● **EXERCICES PROPOSÉS**
1: Selon l'extrait sur l'article 6.02, pourquoi cette disposition ne peut-elle pas être lue comme interdisant l'instruction conjointe de plusieurs actions ? Répondez en une à trois phrases.
2: Reformulez sous forme de liste le paragraphe de l'extrait sur l'article 6.02 qui commence par « Selon le sens clair de la disposition », en conservant ses faits principaux.

● **EXTRAIT DU DOCUMENT**
6.02  Aucune action ne peut être réunie à une action donnée intentée en vertu du paragraphe 6(1) durant la période pendant laquelle le ministre ne peut délivrer d’avis de conformité en raison de l’alinéa 7(1)d), sauf :

a) une autre action intentée en vertu de ce paragraphe relativement à la présentation ou au supplément visé dans cette action donnée;

b) toute action relative à un certificat de protection supplémentaire ajouté au registre après le dépôt de la présentation ou du supplément visé dans cette action donnée, si le brevet mentionné dans ce certificat de protection supplémentaire est en cause dans cette action donnée.

6.02  No action may be joined to a given action brought under subsection 6(1) during any period during which the Minister shall not issue a notice of compliance because of paragraph 7(1)(d) other than:

(a) another action brought under that subsection in relation to the submission or supplement in that given action; and

(b) an action brought in relation to a certificate of supplementary protection that is added to the register after the filing of the submission or supplement in that given action, if the patent that is set out in that certificate of supplementary protection is at issue in that given action.

[16]  Selon le sens clair de la disposition, son application se limite à la jonction d’actions. Pour interpréter la disposition comme interdisant l’instruction conjointe d’une ou de plusieurs actions, il faudrait interpréter le mot « action » comme désignant l’action dans son ensemble et l’instruction de l’action comme un élément dissociable de sorte que la disposition se lirait ainsi : « Aucune action ni instruction d’une action ne peut être réunie à une action ou à l’instruction d’une action donnée [...] ». Non seulement cela élargirait indûment le sens ordinaire des mots utilisés, mais cela n’est pas justifié dans le but de donner effet à l’objet ou à l’intention du régime de réglementation.

● **DONNÉES FOURNIES**
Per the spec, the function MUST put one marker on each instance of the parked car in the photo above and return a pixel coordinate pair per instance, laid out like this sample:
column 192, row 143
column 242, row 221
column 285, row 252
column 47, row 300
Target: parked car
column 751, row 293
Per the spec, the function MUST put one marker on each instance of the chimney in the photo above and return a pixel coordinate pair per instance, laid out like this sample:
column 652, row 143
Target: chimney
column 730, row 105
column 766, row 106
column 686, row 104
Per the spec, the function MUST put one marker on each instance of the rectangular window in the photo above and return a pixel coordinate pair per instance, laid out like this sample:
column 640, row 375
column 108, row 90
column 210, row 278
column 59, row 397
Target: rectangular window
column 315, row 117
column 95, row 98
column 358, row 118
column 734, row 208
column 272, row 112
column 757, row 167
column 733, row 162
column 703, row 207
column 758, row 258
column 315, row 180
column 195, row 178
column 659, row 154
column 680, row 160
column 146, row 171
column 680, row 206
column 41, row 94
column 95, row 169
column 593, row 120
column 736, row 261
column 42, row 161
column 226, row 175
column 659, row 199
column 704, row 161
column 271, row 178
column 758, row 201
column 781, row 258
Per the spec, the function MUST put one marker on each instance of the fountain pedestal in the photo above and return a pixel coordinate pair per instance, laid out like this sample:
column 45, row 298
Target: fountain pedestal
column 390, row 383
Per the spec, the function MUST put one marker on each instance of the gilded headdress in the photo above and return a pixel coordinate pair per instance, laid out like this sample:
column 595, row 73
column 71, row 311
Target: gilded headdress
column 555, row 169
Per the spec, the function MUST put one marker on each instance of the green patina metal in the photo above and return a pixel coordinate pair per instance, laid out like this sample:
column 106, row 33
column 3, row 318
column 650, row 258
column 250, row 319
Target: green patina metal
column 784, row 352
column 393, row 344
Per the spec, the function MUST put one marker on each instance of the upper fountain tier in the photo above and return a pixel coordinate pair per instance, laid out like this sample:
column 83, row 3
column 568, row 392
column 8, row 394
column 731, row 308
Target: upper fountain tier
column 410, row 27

● **CORRIGÉ DES EXERCICES**
1: Selon son sens clair, la disposition ne vise que la jonction d'actions. Pour y voir une interdiction de l'instruction conjointe, il faudrait traiter l'instruction comme un élément dissociable de l'action. Cette lecture élargirait indûment le sens ordinaire des mots et n'est pas justifiée pour donner effet à l'objet ou à l'intention du régime de réglementation.

2:
- La disposition s'applique uniquement à la jonction d'actions.
- Pour qu'elle interdise l'instruction conjointe d'actions, il faudrait lire « action » comme l'action dans son ensemble et l'instruction comme un élément dissociable.
- Cette lecture élargirait indûment le sens ordinaire des mots utilisés.
- Elle n'est pas non plus justifiée pour donner effet à l'objet ou à l'intention du régime de réglementation.